Reproduce each record exactly, but exclude every picture.

Data entries:
________________________

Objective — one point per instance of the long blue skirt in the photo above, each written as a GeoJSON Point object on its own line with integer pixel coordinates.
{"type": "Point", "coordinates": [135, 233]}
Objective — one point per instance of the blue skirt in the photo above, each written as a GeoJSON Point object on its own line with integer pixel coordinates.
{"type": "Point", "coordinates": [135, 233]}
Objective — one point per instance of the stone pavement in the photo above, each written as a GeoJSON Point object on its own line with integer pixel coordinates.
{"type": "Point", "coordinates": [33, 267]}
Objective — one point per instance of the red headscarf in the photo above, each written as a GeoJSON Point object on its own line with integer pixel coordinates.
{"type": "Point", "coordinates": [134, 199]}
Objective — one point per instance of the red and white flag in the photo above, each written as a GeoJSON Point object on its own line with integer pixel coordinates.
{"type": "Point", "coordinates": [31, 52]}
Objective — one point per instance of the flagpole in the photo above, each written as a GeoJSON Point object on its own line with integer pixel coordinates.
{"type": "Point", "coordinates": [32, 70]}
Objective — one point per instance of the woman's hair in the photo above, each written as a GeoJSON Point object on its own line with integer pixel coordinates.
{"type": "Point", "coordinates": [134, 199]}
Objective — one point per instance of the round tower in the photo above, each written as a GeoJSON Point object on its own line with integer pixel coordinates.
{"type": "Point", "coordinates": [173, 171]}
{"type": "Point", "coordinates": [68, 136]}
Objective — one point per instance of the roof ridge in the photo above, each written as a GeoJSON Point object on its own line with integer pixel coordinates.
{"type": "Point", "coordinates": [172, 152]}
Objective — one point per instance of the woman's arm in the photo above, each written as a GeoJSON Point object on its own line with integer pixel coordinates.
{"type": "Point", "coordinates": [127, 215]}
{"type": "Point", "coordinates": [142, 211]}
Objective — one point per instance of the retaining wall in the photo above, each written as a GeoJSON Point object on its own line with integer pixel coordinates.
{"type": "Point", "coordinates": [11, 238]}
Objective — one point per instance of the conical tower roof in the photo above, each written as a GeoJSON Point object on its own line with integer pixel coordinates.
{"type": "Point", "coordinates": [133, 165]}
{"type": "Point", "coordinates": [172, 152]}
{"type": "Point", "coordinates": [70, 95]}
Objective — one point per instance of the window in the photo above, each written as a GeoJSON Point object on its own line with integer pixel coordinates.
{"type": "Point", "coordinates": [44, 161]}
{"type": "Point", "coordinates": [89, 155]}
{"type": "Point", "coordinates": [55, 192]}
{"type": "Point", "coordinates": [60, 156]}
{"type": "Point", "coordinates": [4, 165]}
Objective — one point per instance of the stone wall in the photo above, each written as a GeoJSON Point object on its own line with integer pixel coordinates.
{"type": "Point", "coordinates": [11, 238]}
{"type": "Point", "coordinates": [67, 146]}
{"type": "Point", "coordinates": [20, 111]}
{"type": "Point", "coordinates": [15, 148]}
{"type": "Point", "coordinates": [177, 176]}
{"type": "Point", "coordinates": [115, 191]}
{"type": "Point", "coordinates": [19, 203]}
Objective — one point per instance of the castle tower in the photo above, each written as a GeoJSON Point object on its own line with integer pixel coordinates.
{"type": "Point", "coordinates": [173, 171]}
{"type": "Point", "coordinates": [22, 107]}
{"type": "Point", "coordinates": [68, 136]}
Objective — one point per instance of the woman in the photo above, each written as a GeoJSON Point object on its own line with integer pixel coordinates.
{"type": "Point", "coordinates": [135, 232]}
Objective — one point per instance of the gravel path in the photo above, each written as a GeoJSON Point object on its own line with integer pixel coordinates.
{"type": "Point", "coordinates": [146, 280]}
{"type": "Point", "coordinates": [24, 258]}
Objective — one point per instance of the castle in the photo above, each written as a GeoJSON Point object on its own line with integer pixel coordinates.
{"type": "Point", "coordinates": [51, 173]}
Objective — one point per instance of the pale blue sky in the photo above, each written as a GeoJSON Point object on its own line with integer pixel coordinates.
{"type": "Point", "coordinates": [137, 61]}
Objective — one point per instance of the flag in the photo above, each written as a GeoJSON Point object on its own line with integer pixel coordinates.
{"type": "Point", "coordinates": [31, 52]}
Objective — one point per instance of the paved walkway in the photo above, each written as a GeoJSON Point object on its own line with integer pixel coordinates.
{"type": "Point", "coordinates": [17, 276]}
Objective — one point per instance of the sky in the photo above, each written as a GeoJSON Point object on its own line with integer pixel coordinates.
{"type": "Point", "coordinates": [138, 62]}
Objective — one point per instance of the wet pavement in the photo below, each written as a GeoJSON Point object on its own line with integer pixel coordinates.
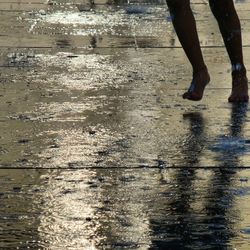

________________________

## ANSWER BOX
Objective — one point per instance of the long blue skirt in the photo above, each written as a GeoJSON Point object on its own line with integer pixel coordinates.
{"type": "Point", "coordinates": [135, 233]}
Objective — one point per instance of the blue skirt in the photo above, each written as a GeoJSON Point object on its own line with integer pixel coordinates.
{"type": "Point", "coordinates": [135, 233]}
Objective — one point per instance of the stone pavement in the photo above, each written as a GeoJSON Point object on its own line with integer pixel coordinates.
{"type": "Point", "coordinates": [33, 267]}
Objective — one point per instance of the red headscarf in the photo above, each written as a GeoJSON Point object on its own line with integer pixel coordinates.
{"type": "Point", "coordinates": [134, 199]}
Objective — one point per instance of the red and white flag in the photo above, each written as a GeoJSON Point object on its own line with integer pixel coordinates.
{"type": "Point", "coordinates": [31, 52]}
Objective — one point per instance of the flagpole in the photo above, each written as a GeoJSON Point object on its own line with integer pixel coordinates.
{"type": "Point", "coordinates": [32, 70]}
Objective — one point per instance of the woman's hair in the photo above, each written as a GeoJSON Point object on its own line with integer pixel coordinates.
{"type": "Point", "coordinates": [134, 199]}
Objective — one point per instance of the round tower in the photo above, each written as a GeoJSON Point object on its own line with integer pixel coordinates.
{"type": "Point", "coordinates": [173, 171]}
{"type": "Point", "coordinates": [68, 136]}
Objective — one point per instance of the roof ridge in the photo above, each written as a GeoJSON Point object on its own line with integer pixel coordinates.
{"type": "Point", "coordinates": [172, 152]}
Objective — one point per instance of the woman's arm in the photo above, each written as a GeoJSON Point object on its own line with integer pixel coordinates.
{"type": "Point", "coordinates": [127, 215]}
{"type": "Point", "coordinates": [142, 211]}
Objective — one point per instance of the retaining wall in the photo above, each written as a GeoJSON Point object on its own line with integer pixel coordinates.
{"type": "Point", "coordinates": [11, 238]}
Objective — one point per instance of the conical tower roof in the photo above, each written as a GeoJSON Point object on its own line with integer pixel coordinates.
{"type": "Point", "coordinates": [133, 165]}
{"type": "Point", "coordinates": [172, 152]}
{"type": "Point", "coordinates": [70, 95]}
Objective — one point per instance of the window in the photo above, each written as a GeoJSON Point object on its own line with integer pixel coordinates.
{"type": "Point", "coordinates": [44, 161]}
{"type": "Point", "coordinates": [89, 155]}
{"type": "Point", "coordinates": [55, 192]}
{"type": "Point", "coordinates": [60, 156]}
{"type": "Point", "coordinates": [4, 165]}
Objective — one point per instance of the stone wall in the photo above, each written as a GeoJSON Point object on its own line with integer pixel coordinates.
{"type": "Point", "coordinates": [11, 238]}
{"type": "Point", "coordinates": [67, 146]}
{"type": "Point", "coordinates": [20, 111]}
{"type": "Point", "coordinates": [15, 148]}
{"type": "Point", "coordinates": [177, 176]}
{"type": "Point", "coordinates": [115, 191]}
{"type": "Point", "coordinates": [19, 203]}
Objective — one point per instance of the castle tower in the photo above, each written as a GeoJSON Point object on its own line with integer pixel coordinates.
{"type": "Point", "coordinates": [173, 171]}
{"type": "Point", "coordinates": [22, 107]}
{"type": "Point", "coordinates": [68, 136]}
Objective — one point per instance of the woman in the photo above, each written as a GeoJSON Point object on its own line with integer pixel coordinates.
{"type": "Point", "coordinates": [135, 232]}
Objective — one point per instance of the gravel path in the photo above, each written as a GeoJSON Point object on its own line with integer pixel coordinates.
{"type": "Point", "coordinates": [146, 280]}
{"type": "Point", "coordinates": [24, 258]}
Objective — one point per instance of the castle in the photo above, each written as a GeoJSON Point object on its own line with integer pixel coordinates.
{"type": "Point", "coordinates": [51, 173]}
Objective — one point per instance of the pale blue sky in the photo above, each written as a GeoJSON Point object on its own line with integer pixel coordinates.
{"type": "Point", "coordinates": [137, 61]}
Objective — one point per instance of the flag in the photo above, each written as a GeoJSON Point object on its own line with integer pixel coordinates.
{"type": "Point", "coordinates": [31, 52]}
Objective — one point per instance of the paved walkway in the photo above, each written as a GeoJSON Point object on its own line with integer pixel coordinates.
{"type": "Point", "coordinates": [17, 276]}
Objective — one point per instance of the sky in the photo above, each written as a GeoJSON Point object on its own line with integer pixel coordinates.
{"type": "Point", "coordinates": [138, 62]}
Objective — one point per instance of the wet pavement in the photo below, each written as a GeoJSON Point object on its own line with integer pixel coordinates.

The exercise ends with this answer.